## [WHAT IS EXPECTED]
Rewrite the listing as a two-column CSV with the header input,output, beginning at the start of the listing and stopping after the line that contains "[197,97,391,203]". Give each input its own row with its output, put each field in quotes with line breaks turned into spaces, and omit the pictures.

## [DATASET ENTRIES]
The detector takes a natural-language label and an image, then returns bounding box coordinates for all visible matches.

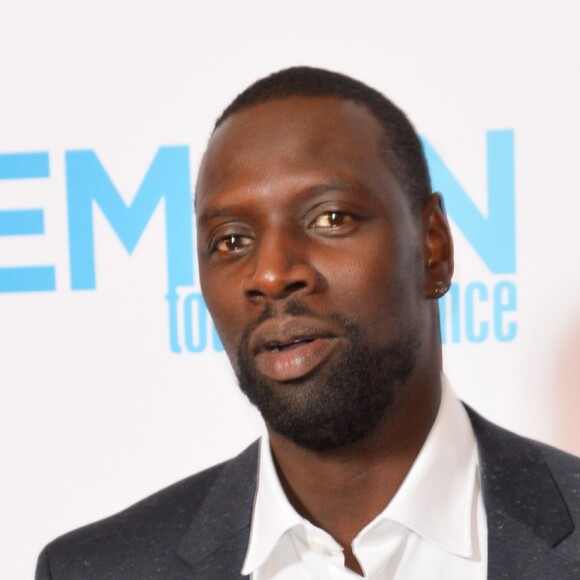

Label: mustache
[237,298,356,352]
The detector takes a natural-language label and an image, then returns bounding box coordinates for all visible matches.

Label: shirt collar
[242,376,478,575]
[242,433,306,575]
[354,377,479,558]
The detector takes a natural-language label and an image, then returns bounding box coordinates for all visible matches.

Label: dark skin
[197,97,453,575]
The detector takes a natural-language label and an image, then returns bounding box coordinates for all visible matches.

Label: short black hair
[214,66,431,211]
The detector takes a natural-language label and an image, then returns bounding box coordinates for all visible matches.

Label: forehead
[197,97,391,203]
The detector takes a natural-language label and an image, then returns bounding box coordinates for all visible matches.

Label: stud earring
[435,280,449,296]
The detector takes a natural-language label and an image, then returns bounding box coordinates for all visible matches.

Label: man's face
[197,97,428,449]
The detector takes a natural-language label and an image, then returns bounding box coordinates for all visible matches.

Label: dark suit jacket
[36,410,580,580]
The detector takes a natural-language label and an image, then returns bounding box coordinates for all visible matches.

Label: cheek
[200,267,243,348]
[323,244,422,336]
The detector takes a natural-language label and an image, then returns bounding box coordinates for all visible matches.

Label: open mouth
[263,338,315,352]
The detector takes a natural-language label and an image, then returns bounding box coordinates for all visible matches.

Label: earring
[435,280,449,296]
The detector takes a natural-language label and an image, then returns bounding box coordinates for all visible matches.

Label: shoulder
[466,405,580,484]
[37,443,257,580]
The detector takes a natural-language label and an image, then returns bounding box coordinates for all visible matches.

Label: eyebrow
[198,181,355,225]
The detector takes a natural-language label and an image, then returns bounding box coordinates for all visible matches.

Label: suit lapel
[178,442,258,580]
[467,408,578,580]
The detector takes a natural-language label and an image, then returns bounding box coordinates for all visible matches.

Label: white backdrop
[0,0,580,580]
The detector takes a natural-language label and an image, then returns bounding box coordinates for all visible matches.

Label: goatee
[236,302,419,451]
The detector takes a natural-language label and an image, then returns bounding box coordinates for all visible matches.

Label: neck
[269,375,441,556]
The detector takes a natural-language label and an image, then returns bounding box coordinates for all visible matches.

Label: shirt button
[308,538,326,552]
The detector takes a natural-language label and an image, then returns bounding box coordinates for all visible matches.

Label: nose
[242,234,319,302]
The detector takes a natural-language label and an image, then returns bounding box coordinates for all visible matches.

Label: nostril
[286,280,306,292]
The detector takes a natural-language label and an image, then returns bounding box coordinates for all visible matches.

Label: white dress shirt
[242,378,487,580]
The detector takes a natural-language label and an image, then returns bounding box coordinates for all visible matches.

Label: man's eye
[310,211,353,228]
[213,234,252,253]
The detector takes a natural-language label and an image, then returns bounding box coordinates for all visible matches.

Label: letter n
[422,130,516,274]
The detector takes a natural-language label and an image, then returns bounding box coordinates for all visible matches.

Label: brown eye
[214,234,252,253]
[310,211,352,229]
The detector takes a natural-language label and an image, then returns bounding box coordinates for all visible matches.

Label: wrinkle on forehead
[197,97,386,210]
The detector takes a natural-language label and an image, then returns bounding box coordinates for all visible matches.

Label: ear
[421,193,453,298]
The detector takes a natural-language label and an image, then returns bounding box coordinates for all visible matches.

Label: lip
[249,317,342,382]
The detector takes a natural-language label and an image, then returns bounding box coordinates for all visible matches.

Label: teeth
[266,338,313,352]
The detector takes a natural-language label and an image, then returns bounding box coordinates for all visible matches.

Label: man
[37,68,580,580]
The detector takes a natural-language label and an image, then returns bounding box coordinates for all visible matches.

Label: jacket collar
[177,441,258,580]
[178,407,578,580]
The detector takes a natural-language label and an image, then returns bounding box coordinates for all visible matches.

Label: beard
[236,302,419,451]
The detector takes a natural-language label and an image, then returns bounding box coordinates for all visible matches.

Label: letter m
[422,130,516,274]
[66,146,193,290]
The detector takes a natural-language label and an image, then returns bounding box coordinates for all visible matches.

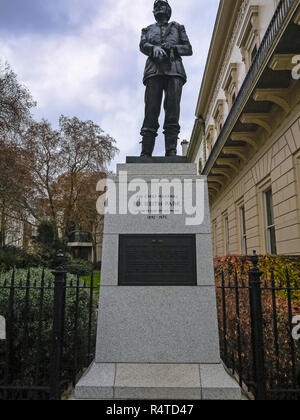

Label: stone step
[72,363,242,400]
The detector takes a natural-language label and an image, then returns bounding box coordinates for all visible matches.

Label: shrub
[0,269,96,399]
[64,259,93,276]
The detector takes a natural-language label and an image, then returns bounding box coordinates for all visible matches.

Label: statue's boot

## [SOLUTION FOR THIS PROBLEM]
input,output
"The detector takes a natural-language label and an image, then returns bounding box coordinates for all visible matches. Label: mustache","[237,298,356,352]"
"The detector takes a natural-language label and an image, then returns bounding box coordinates for all visible matches. Label: shirt collar","[242,376,478,575] [242,433,306,575] [354,377,479,558]"
"The detector takes a natural-language label and an image, then returns bounding box coordinates for all visible matches. Label: dark skin","[197,97,453,575]"
"The detector takes a natural-language label and an image, then returns bounding box coordinates for all visible matches. Label: short black hair","[214,66,431,211]"
"The detector takes a natural-language label and an image, then returns bounding box coordinates for all visible matches. Label: forehead","[197,97,391,203]"